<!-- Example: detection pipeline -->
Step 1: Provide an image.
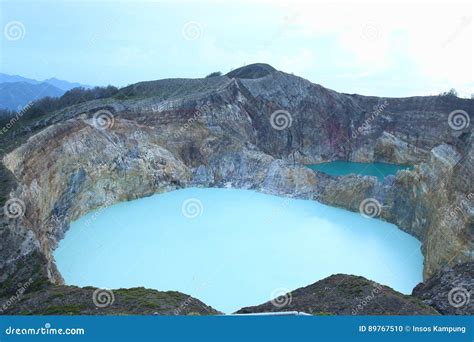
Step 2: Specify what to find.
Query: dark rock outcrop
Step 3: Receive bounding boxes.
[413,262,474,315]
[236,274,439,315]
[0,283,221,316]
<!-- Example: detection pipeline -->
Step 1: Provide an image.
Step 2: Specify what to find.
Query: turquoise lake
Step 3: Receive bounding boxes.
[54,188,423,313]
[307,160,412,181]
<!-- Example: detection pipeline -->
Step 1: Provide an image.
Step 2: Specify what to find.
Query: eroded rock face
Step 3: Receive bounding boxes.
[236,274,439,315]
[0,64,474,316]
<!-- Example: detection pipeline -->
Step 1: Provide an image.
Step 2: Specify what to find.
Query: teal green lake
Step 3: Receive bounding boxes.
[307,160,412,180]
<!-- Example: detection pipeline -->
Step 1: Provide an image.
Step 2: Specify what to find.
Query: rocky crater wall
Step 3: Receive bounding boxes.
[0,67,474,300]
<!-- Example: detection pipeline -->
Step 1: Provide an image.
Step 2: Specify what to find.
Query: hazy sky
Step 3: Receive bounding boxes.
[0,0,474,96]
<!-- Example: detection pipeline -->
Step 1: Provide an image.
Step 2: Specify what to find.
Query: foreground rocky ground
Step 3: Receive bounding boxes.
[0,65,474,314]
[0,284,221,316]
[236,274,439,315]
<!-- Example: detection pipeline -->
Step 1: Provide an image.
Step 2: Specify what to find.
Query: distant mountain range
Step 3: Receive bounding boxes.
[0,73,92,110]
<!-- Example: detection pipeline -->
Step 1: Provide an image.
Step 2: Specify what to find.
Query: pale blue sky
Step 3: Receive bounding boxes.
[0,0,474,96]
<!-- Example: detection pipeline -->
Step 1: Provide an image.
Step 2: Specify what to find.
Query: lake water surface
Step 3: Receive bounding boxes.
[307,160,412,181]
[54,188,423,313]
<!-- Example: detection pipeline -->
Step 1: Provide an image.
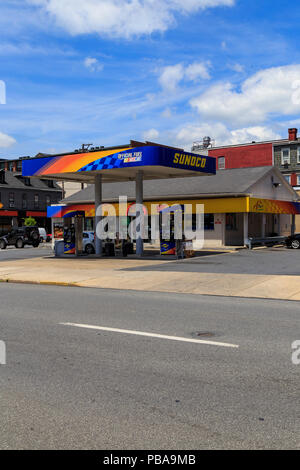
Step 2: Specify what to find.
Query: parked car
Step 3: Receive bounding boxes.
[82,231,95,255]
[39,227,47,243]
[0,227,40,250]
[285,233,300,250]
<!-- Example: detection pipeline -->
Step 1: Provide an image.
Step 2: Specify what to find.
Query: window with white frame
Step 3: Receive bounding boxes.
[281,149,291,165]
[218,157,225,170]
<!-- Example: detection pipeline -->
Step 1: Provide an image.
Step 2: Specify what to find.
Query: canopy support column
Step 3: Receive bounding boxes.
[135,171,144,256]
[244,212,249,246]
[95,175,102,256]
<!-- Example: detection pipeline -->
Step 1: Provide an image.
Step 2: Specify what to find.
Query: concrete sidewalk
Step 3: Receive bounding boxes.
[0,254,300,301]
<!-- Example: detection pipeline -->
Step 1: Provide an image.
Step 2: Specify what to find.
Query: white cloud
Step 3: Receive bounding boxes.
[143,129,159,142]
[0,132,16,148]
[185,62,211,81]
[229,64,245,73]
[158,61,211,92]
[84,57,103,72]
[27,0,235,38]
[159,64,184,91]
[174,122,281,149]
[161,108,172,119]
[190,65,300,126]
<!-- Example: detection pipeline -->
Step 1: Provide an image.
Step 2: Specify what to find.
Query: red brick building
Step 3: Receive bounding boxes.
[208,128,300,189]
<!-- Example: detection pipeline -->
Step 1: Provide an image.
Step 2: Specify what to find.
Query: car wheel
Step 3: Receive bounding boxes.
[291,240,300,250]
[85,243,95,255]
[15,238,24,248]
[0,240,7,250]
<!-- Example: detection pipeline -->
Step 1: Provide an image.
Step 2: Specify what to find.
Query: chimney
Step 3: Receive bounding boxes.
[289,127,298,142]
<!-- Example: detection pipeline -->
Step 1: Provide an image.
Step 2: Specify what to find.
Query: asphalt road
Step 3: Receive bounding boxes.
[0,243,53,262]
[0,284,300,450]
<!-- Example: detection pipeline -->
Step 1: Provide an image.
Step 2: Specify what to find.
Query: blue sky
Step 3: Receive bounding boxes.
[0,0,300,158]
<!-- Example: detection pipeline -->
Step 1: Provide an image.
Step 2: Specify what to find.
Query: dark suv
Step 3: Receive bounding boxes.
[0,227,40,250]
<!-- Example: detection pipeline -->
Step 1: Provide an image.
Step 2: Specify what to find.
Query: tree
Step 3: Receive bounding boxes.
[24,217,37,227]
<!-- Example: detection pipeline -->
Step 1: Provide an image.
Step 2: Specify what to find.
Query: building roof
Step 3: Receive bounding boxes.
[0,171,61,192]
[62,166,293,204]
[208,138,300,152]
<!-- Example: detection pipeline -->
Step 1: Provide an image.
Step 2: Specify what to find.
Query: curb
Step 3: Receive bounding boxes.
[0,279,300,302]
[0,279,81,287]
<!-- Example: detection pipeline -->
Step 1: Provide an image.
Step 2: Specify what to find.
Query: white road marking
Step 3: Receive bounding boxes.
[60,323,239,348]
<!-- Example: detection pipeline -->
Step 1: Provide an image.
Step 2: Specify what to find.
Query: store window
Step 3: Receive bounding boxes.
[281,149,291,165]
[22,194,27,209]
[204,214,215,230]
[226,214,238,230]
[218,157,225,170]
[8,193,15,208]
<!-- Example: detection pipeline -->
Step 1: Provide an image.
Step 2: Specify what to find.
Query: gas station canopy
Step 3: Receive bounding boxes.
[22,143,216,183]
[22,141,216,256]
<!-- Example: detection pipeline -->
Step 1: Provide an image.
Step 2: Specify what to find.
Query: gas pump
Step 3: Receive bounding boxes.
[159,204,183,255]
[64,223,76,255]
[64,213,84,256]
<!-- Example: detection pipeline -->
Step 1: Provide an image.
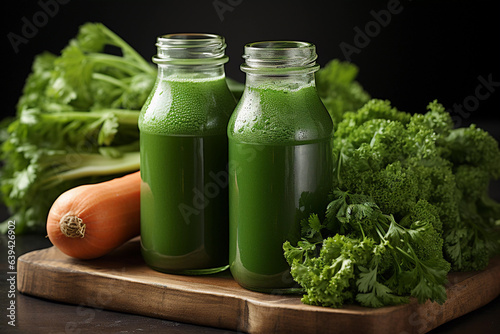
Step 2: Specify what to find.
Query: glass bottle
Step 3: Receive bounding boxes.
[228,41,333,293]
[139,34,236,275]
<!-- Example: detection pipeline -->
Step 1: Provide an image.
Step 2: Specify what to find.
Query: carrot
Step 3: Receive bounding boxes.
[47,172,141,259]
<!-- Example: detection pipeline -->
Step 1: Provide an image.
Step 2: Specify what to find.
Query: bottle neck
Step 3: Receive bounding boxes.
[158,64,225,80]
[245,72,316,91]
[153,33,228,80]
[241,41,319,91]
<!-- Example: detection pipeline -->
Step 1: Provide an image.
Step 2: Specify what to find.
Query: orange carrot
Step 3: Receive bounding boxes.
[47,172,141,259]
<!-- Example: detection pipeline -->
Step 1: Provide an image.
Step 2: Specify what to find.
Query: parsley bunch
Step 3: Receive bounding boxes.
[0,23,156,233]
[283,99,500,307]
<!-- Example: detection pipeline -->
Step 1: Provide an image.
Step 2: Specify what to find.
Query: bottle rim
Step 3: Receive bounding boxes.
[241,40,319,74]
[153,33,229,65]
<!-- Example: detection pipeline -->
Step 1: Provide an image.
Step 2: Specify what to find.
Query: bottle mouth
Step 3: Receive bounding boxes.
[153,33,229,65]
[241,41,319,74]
· · · ·
Zähle die Zeilen der Datensätze, in denen die Zeichenfolge „lake“ vorkommt, und gib nur die Zahl an. Groß- und Kleinschreibung wird unterschieden.

:: Lösung ::
3